Text:

==========

These widespread shortages come on the heels of data released last week indicating the number of Americans applying for unemployment benefits had risen for the first time since April despite evidence that the economy and the job market are rebounding steadily from the pandemic recession.
The Labor Department said Thursday that jobless claims rose 37,000 from the week before to 412,000. As the job market has strengthened, the number of weekly applications for unemployment aid has fallen for most of the year.
With vaccinations up and more consumers venturing out to spend — on restaurant meals, airline fares, movie tickets and store purchases — the economy seems to be rapidly recovering from the recession. All that renewed spending has fueled customer demand and led many companies to seek new workers, often at higher wages, and avoid layoffs.
Some economists argue that the speed of the rebound from the recession has caught many businesses off guard and touched off a scramble to hire. In May, employers added a less-than-expected 559,000 jobs, evidence that many companies are struggling to find enough workers as the economy recovers faster than expected.
Though jobless claims have tumbled since the start of 2021, when they exceeded 900,000, they remain high by historical standards. Before the pandemic paralyzed the economy in March 2020, unemployment applications were running at about 220,000 a week.

==========

Data supplied:

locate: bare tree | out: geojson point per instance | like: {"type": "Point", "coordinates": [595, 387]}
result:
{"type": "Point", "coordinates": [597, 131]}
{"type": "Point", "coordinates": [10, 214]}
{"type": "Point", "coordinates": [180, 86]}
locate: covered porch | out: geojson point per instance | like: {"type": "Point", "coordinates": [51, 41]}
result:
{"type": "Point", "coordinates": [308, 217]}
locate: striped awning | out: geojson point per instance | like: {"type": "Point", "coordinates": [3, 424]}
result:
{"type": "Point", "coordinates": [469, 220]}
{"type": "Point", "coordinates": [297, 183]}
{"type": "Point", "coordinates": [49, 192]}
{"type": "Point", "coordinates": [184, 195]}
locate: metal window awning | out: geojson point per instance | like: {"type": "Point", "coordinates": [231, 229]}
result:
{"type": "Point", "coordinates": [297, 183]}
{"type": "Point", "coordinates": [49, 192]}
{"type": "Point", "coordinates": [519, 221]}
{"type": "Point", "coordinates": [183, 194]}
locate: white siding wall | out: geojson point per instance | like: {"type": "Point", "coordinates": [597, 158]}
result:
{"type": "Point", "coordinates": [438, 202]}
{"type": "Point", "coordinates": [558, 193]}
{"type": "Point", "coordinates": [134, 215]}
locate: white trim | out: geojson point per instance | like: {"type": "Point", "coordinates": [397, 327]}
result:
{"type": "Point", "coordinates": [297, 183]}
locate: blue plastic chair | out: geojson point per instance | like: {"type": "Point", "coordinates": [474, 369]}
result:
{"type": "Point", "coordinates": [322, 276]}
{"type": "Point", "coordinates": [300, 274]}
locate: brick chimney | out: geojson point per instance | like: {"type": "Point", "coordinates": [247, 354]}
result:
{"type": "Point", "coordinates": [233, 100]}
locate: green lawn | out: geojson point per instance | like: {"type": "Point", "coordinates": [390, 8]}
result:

==========

Task instructions:
#1 Copy the passage from the jobless claims text above, between "The Labor Department" and "and avoid layoffs.", inclusive.
#2 In the jobless claims text, about how many unemployment applications were filed each week before the pandemic paralyzed the economy in March 2020?

Answers by item:
#1
The Labor Department said Thursday that jobless claims rose 37,000 from the week before to 412,000. As the job market has strengthened, the number of weekly applications for unemployment aid has fallen for most of the year.
With vaccinations up and more consumers venturing out to spend — on restaurant meals, airline fares, movie tickets and store purchases — the economy seems to be rapidly recovering from the recession. All that renewed spending has fueled customer demand and led many companies to seek new workers, often at higher wages, and avoid layoffs.

#2 About 220,000 a week.